INSTRUCTIONS TO FOLLOW:
Reproduce all of the records below word for word, keeping every line and coordinate as it appears, but leave out the pictures.

(Annotated coordinate records)
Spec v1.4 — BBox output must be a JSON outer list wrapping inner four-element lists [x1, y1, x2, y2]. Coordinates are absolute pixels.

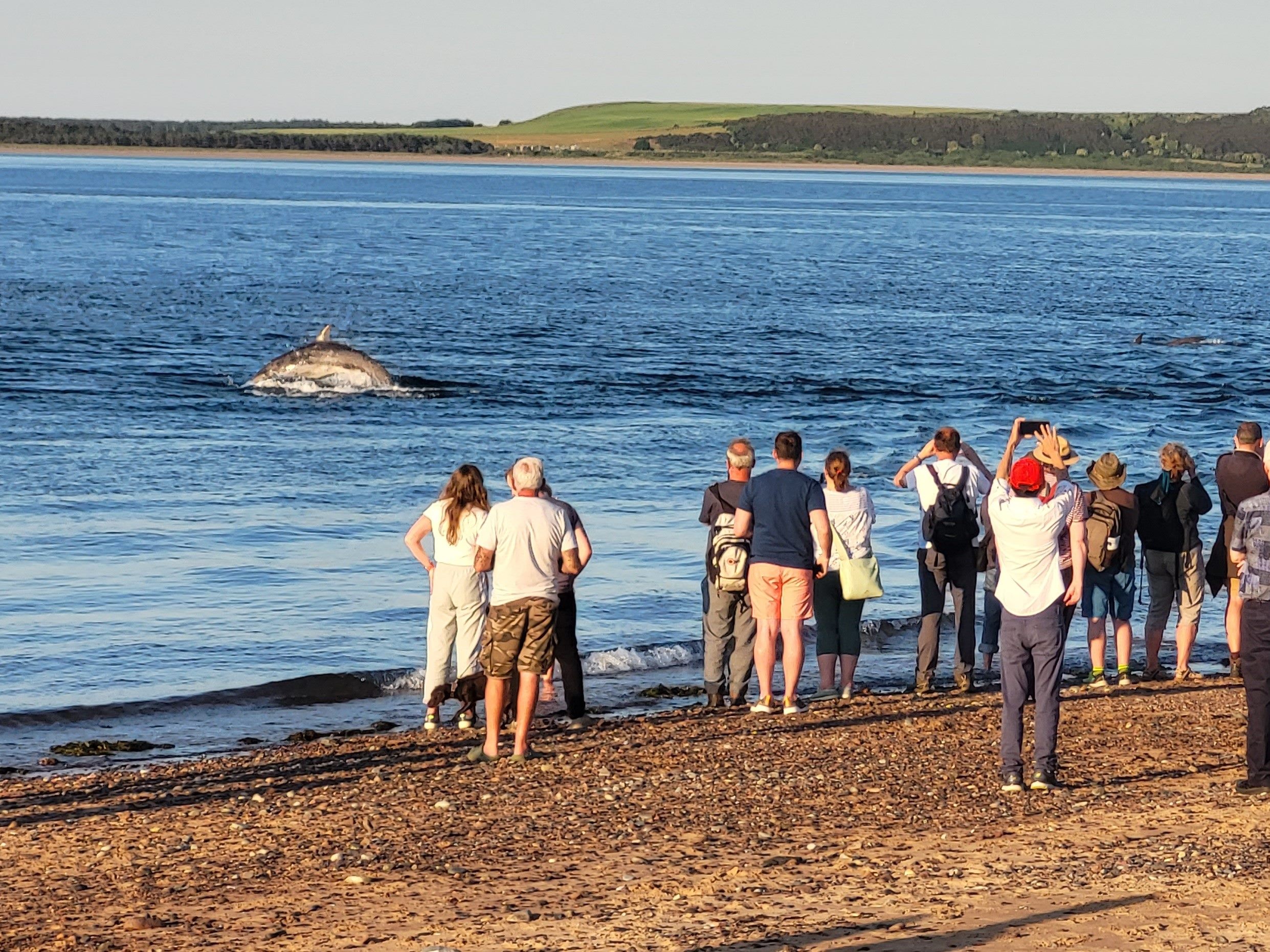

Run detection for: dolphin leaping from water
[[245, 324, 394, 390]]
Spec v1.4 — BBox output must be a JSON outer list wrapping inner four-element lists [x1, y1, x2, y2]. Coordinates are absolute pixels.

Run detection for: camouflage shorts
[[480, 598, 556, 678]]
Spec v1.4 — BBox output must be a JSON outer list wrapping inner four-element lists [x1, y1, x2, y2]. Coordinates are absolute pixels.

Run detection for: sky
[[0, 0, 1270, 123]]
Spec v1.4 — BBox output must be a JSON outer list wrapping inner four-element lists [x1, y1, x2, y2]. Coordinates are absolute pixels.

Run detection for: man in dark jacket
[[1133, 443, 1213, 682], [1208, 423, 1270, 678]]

THE COMPLETED TASK:
Spec v1.4 — BBox output must be a JSON outer list wrapping inner four-element lists [x1, y1, x2, y2]. Coordinates are absolute pixels.


Run detection for: dolphin leaping from water
[[245, 324, 394, 390]]
Spec v1.4 — BBox output must be a JSON outer list wrapping inner four-element lists [x1, y1, x2, y2]. Coordinates are absolute pixels.

Run detection for: camouflage shorts
[[480, 598, 556, 678]]
Spec v1.4 — BBox output must be a JSON outer list wrapping inner four-element lists [x1, y1, x2, y2]. Coordinates are absolute pixels.

Run detection for: sky
[[0, 0, 1270, 123]]
Spec v1.4 — BBox output must be a JSON outer list wrapping inner four-element lists [x1, y1, x2, y2]. Coordinates are absolute pixels.

Run detection for: man in dark jacket
[[1133, 443, 1213, 682], [1208, 423, 1270, 678]]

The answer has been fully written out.